▶ [Provided passage]:
Knight explains that consent is one of the most important things that people of any age can learn, and arguably the younger the better. “Not only is it important for children to learn that they have autonomy over their own bodies, but also that they must respect others’ boundaries,” she explains. 

“Teaching children about consent and sexual relationships before they experience them means that they are much better prepared for when they do. In order for anyone to make an informed decision they must first be… informed,” she adds.   

Some parents also don’t have their children’s best interests in mind. Some parents will prioritise their political beliefs over the safety of their children. Some parents are homophobic, and wouldn’t be okay with their children being queer of any kind, and may block their children from sex education to stop them from learning about it due to their own ulterior motives. 

It’s a difficult reality to reckon with, but some parents also abuse their children. 37 percent of children who undergo child sex abuse experience this from a family member, or a family friend according to the Office of National Statistics.

With all this in mind, Knight says it’s vital for children to learn about sex from a professional, regulated, and safe source. Parents are clearly not the right option for this. 

While panic over sex education contents increases, journalist Sophia Smith Galer found in a VICE report that the UK government has only spent half of the £6 million it promised in 2019 to spend on compulsory sex education in schools. This is demonstrative of a lacking sex education, not an overbearing one. Perhaps, instead of focusing on rumours without evidence, we should instead consider the glaring improvements left to be made, what the science says about supporting young people’s safe sexual development, and the misplacement of funds in this space.

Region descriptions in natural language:
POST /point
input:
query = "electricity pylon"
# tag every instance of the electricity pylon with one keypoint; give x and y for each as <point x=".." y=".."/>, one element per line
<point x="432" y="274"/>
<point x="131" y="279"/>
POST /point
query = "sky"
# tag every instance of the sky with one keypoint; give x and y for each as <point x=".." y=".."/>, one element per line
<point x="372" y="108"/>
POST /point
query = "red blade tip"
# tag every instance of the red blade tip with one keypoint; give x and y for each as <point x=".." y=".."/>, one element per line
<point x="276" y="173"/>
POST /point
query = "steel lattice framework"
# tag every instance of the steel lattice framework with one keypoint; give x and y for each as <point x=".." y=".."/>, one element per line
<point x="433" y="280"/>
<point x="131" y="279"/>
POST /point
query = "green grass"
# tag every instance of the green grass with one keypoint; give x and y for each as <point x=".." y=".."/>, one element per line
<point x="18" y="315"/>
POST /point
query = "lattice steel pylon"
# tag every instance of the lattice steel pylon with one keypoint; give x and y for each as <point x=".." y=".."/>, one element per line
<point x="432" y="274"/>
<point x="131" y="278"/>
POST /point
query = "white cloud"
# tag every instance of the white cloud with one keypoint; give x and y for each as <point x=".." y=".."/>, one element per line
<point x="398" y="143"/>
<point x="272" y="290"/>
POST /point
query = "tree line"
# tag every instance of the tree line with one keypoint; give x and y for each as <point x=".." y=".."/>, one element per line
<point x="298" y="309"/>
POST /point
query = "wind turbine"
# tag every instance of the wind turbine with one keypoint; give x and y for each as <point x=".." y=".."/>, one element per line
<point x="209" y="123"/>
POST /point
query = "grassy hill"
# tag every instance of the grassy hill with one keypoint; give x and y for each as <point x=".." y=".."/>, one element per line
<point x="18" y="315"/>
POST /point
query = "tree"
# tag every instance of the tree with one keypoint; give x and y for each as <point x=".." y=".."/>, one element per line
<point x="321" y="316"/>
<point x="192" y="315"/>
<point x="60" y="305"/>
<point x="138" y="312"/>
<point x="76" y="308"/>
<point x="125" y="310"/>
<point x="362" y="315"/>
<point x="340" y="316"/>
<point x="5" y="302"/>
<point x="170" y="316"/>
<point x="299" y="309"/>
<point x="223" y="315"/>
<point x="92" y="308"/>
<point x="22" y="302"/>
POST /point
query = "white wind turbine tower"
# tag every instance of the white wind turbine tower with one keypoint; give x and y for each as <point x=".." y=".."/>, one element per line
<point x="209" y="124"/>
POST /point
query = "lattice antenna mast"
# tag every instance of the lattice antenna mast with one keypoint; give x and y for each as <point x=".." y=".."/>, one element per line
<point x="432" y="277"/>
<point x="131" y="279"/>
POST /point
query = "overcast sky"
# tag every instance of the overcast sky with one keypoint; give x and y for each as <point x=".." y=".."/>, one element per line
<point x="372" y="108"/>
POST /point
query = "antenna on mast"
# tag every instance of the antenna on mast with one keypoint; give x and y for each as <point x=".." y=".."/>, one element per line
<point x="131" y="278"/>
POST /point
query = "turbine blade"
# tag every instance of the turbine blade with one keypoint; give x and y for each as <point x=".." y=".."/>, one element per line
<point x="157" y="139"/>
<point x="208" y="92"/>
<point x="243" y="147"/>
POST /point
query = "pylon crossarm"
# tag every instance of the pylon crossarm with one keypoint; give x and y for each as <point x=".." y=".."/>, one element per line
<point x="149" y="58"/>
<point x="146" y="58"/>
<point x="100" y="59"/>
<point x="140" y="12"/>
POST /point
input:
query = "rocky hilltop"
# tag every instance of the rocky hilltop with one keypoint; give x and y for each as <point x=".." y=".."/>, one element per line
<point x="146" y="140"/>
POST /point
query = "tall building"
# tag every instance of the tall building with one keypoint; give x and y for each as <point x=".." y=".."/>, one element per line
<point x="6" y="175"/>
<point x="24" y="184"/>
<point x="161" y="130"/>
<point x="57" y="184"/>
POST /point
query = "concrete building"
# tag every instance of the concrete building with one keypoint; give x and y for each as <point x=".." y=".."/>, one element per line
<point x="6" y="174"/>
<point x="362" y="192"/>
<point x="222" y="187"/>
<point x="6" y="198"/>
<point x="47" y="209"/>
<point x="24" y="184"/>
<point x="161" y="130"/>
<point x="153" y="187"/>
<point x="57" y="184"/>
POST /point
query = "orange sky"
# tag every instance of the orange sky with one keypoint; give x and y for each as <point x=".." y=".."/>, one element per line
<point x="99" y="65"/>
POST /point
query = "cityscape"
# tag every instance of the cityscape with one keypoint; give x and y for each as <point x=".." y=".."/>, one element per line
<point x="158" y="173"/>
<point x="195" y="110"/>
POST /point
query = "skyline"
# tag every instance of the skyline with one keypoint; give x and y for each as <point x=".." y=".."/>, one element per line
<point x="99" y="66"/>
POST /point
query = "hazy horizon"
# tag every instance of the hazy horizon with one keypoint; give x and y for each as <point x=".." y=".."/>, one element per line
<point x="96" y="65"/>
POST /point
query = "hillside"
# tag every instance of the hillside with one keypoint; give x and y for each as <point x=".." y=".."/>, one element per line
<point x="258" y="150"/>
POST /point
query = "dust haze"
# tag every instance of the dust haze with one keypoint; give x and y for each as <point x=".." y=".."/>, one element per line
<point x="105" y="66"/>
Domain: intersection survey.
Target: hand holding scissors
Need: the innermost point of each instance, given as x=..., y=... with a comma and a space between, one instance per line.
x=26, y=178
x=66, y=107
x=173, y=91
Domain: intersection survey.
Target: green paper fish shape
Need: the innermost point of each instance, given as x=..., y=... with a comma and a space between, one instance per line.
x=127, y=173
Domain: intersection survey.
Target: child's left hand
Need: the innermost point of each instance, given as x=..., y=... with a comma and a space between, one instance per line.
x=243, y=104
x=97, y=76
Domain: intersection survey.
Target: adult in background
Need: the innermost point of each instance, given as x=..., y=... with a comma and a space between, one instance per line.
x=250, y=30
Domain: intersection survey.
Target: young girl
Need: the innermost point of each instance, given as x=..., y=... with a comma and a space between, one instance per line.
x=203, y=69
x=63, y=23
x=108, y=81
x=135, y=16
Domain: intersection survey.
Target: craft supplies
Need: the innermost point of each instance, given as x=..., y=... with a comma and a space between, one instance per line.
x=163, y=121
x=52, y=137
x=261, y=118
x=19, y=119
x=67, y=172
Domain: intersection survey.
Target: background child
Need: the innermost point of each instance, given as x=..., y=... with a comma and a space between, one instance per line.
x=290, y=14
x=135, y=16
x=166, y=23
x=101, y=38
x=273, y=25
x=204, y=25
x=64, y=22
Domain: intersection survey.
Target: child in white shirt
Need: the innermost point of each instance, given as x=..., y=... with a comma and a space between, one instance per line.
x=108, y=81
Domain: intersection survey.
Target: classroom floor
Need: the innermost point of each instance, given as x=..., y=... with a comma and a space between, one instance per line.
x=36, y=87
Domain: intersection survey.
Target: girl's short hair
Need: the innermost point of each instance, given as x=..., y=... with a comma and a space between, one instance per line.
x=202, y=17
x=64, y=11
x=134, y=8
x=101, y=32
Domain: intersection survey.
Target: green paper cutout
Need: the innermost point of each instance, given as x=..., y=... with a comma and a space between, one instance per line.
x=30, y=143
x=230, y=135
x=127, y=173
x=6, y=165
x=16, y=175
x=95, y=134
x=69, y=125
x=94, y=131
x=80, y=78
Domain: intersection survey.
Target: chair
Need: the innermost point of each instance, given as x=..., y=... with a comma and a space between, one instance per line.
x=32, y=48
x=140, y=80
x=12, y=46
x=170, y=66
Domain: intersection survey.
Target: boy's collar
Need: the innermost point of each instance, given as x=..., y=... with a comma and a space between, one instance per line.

▶ [Problem A]: List the things that the passage on sex education says we should consider instead of focusing on rumors without evidence.
▶ [Problem B]: Write out the stretch of the passage on sex education from "It’s a difficult" through "option for this.".

▶ [Task response A]:
- The glaring improvements left to be made
- What the science says about supporting young people's safe sexual development
- The misplacement of funds in this space

▶ [Task response B]:
It’s a difficult reality to reckon with, but some parents also abuse their children. 37 percent of children who undergo child sex abuse experience this from a family member, or a family friend according to the Office of National Statistics.

With all this in mind, Knight says it’s vital for children to learn about sex from a professional, regulated, and safe source. Parents are clearly not the right option for this.